Problem set:
(a) List every directive in the Objective-C excerpt below that begins with "#" or "@".
(b) Write out the stretch of the Objective-C excerpt below from "It's good practice" through "XORSSFeedNebraska class declaration.".
(c) According to the Objective-C excerpt below, what is ctx first cast to?

Document extract:
It's good practice to have an autorelease pool per function. We first start by casting the ctx to a pointer to our class XORSSFeedNebraska. The class and its parent are declared in Listings 4 and 5.

Example 4. The XORSSFeedNebraska class declaration.
#import "XORSSFeed.h"
@interface XORSSFeedNebraska : XORSSFeed {
}
@end

Example 5. The XORSSFeed class declaration.

Supplied material:
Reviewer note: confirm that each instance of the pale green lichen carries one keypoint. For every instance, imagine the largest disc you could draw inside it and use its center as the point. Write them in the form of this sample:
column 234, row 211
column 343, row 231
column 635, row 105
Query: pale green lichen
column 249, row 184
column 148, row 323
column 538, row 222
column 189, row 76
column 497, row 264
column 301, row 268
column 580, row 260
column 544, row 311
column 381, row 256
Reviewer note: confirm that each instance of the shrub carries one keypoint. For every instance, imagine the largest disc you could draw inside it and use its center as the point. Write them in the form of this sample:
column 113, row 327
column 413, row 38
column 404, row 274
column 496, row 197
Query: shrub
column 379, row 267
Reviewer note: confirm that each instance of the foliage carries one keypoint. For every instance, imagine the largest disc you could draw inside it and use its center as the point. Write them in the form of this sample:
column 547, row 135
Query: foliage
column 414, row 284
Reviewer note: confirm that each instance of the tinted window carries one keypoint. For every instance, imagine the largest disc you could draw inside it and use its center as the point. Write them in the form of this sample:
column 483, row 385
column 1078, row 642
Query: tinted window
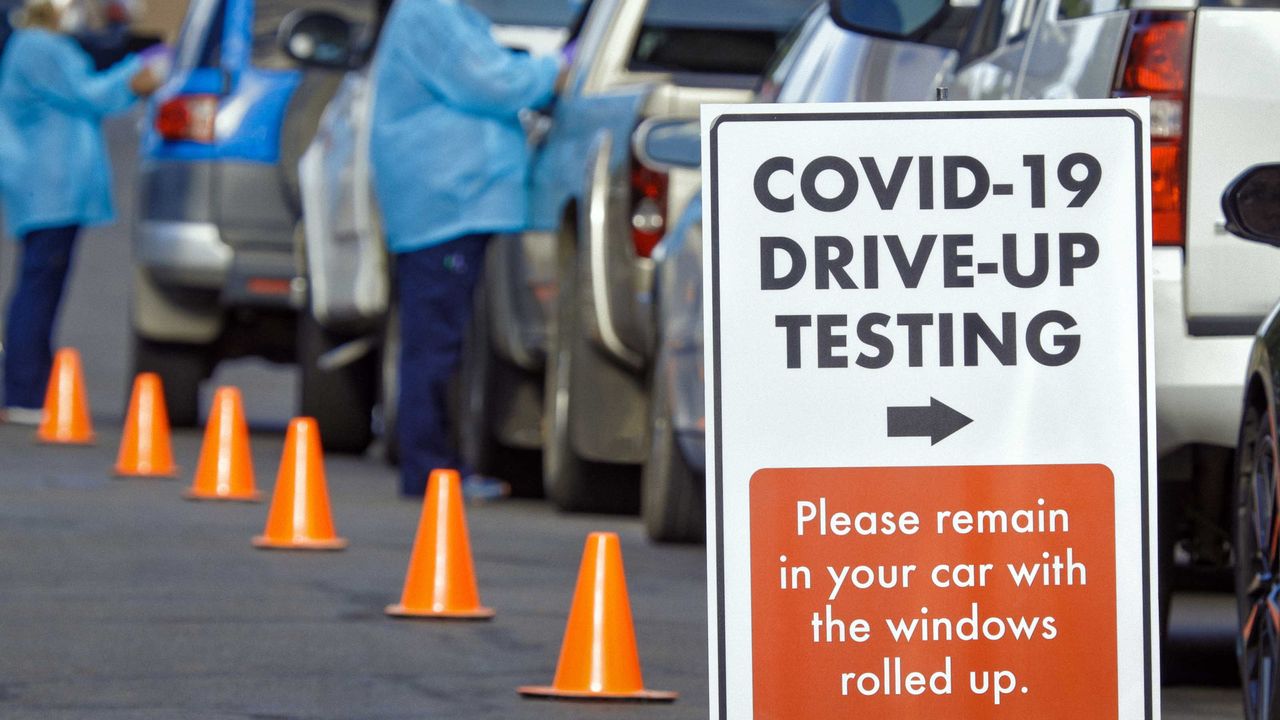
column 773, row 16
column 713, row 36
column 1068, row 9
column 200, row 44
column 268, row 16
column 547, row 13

Answers to the exercises:
(a)
#import
@interface
@end

(b)
It's good practice to have an autorelease pool per function. We first start by casting the ctx to a pointer to our class XORSSFeedNebraska. The class and its parent are declared in Listings 4 and 5.

Example 4. The XORSSFeedNebraska class declaration.

(c) A pointer to the class XORSSFeedNebraska.